> [Supplied records]
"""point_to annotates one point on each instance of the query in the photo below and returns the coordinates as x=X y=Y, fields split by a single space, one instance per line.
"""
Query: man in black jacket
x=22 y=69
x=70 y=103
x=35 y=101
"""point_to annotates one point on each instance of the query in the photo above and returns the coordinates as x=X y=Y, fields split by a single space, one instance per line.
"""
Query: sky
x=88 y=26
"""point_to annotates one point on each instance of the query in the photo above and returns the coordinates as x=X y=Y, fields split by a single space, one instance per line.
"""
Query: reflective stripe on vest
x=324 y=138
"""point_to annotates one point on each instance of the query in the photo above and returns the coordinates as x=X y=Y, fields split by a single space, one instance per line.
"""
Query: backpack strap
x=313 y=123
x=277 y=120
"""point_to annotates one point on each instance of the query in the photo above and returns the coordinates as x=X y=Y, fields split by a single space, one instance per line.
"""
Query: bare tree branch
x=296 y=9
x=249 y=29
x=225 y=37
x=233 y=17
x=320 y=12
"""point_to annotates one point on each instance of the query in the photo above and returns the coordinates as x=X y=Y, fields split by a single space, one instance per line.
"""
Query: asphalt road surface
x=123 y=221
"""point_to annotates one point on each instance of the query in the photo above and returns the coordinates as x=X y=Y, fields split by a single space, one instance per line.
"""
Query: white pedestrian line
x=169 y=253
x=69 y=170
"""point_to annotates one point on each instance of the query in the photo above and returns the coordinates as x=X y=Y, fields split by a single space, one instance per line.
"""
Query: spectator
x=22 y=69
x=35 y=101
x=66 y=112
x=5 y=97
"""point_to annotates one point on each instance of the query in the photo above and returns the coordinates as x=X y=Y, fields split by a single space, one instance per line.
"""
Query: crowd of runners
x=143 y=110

> [Activity]
Retype, exactly as shown, the lines from the one with "Query: white pedestrian line" through the end of the records.

> [Solved problem]
Query: white pedestrian line
x=169 y=253
x=69 y=170
"""point_to annotates one point on each instance of the query in the photo above and returns the coordinates as x=X y=Y, fields split by a single space, one instance per line.
"""
Query: spectator
x=22 y=69
x=35 y=101
x=66 y=112
x=5 y=97
"""point_to annotates one point on each instance of the query in the photo above and returns the coordinates as x=X y=Y, fields split by a single space, one instance per line.
"""
Query: crowd of runners
x=143 y=110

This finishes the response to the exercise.